— Begin EXTRACTED INFORMATION —
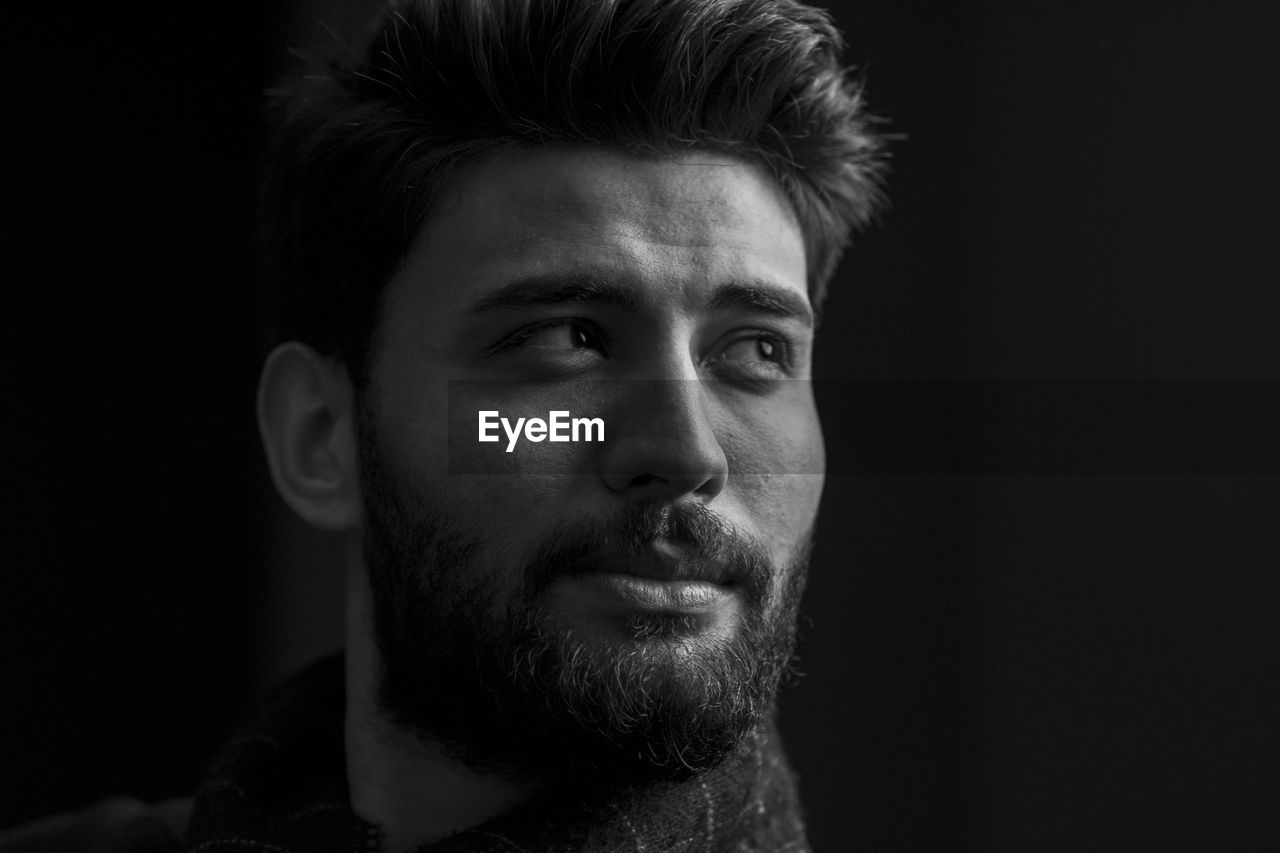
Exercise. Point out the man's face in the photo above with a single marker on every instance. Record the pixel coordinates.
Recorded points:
(636, 596)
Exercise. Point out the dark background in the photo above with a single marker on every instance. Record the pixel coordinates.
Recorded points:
(1014, 661)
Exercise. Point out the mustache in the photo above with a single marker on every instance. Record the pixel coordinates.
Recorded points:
(703, 534)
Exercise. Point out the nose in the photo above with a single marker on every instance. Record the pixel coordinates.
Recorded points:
(664, 446)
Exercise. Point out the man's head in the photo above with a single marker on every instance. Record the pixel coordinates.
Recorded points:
(627, 210)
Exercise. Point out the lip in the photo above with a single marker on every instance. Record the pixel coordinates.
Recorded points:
(658, 596)
(659, 561)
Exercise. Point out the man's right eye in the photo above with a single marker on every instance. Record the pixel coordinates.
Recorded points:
(554, 337)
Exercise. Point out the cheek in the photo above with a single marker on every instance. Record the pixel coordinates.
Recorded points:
(777, 463)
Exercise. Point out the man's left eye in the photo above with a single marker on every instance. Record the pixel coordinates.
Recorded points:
(754, 355)
(753, 350)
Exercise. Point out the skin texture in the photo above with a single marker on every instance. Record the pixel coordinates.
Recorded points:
(688, 341)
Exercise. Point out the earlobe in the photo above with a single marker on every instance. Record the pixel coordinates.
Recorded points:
(305, 416)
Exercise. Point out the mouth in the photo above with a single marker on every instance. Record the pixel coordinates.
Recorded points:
(658, 561)
(661, 579)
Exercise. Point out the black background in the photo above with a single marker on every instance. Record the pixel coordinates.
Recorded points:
(1000, 662)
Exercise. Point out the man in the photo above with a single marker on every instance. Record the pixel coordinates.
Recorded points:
(507, 222)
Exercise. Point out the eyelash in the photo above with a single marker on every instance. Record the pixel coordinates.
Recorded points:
(522, 334)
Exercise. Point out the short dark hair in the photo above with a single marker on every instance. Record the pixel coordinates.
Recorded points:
(356, 155)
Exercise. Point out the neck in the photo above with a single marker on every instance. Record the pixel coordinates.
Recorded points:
(401, 781)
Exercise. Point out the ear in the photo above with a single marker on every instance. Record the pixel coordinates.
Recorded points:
(306, 419)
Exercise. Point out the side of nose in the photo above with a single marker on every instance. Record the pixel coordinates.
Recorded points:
(664, 446)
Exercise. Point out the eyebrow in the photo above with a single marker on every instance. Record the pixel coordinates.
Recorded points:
(533, 291)
(763, 297)
(558, 288)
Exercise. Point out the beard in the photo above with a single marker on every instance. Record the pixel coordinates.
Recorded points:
(485, 670)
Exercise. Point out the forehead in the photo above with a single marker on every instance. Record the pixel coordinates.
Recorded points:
— End EXTRACTED INFORMATION —
EXERCISE: Give every line of the rows above as a numbered list, skipping any blank lines and leaving out the picture.

WRITTEN RESPONSE:
1. Exercise. Point out the man's face in the photo above with a single marker on every instance. Record the pixel coordinates.
2. Recorded points:
3. (636, 596)
4. Exercise. Point out the dark background in the photo above with a single marker on every instance. Record the pixel coordinates.
5. Recorded points:
6. (1014, 661)
7. Exercise. Point out the mustache in the photo above with a single marker on every instance. Record the pixel coordinates.
8. Recorded points:
9. (703, 534)
10. Exercise. Point out the nose in the photo above with a single marker on every instance. Record the pixel coordinates.
11. Recorded points:
12. (664, 446)
13. Exercise. Point out the man's head in the photo above with a single marker on every instance. Record the pixel coordinates.
14. Recorded points:
15. (627, 210)
16. Exercise. Point out the lip in the photo above with a single marker on every instance. Record the pixel coordinates.
17. Recorded points:
18. (658, 596)
19. (659, 561)
20. Exercise. Point out the man's right eye in the photo above with a single marker on every instance. Record the pixel coordinates.
21. Recorded points:
22. (554, 337)
23. Exercise. Point out the cheek in the photo above with a single marker on every instance. Record the pixel coordinates.
24. Recorded points:
25. (777, 463)
26. Exercise. Point out the man's left eye in the photo above with a single marker on every instance. Record the pixel coordinates.
27. Recorded points:
28. (754, 355)
29. (753, 350)
30. Exercise. Point out the skin texture in the photo above with a single marker on every instance. Record the pixel coordinates.
31. Recorded points:
32. (688, 341)
33. Exercise. Point out the earlobe in the photo above with a single marker on every instance. Record the pixel coordinates.
34. Recorded points:
35. (305, 416)
36. Exercise. Point out the mouth in the photo above with a single marker on every instance. Record the pixel coordinates.
37. Recorded points:
38. (658, 561)
39. (661, 579)
40. Exercise. Point out the black background in the photo above with a single marker on every instance. Record the pixel coordinates.
41. Recorded points:
42. (1000, 662)
43. Exercise. Point out the man in the photo above with a single marker on every instance. Record the pixel coordinates.
44. Recorded points:
45. (507, 222)
46. Exercise. Point out the eyelash in the photo above with a single marker on every instance. Record the pixel coordinates.
47. Recorded points:
48. (522, 334)
49. Exercise. Point out the short dark hair in the photo above with a single marker on every instance. Record the pixel coordinates.
50. Recorded points:
51. (356, 155)
52. Exercise. Point out the neck in the photo above with a single marker on every instance. Record the pixel coordinates.
53. Recorded points:
54. (401, 781)
55. Exercise. Point out the ear in the photo above with a single marker on every instance. Record the pixel coordinates.
56. Recorded points:
57. (306, 419)
58. Exercise. Point out the side of nose in the photo above with a single marker on every instance. Record the pixel coordinates.
59. Recorded points:
60. (664, 446)
61. Exercise. Point out the eyebrow in the photo above with a single marker on every instance. Record the pixel coordinates.
62. Recorded points:
63. (533, 291)
64. (763, 297)
65. (558, 288)
66. Exercise. Point out the beard in the photo above with a single marker on every instance. Record the pixel coordinates.
67. Recorded points:
68. (485, 670)
69. Exercise. Point out the forehead in the photo above with a single marker on every instance. Record the pixel coordinates.
70. Recorded points:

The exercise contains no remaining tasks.